Stored data Block Start

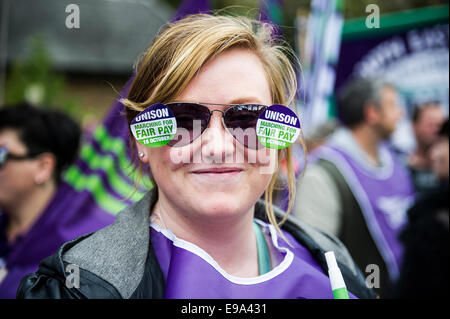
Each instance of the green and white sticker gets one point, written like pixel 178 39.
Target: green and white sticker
pixel 155 126
pixel 278 127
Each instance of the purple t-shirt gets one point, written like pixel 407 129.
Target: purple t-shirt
pixel 191 273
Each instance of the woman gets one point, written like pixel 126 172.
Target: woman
pixel 204 240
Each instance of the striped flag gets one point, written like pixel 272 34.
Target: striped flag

Stored data Block End

= How to complete this task =
Search the records for the string "Each" and return every line in which it occurs.

= The completed task =
Each instance of the green and white sticker gets one point, written like pixel 178 39.
Each instance of the purple t-shirt gets one point, written like pixel 407 129.
Each instance of the woman gets one point, written like pixel 126 172.
Each instance of the striped flag gets one point, written like pixel 272 34.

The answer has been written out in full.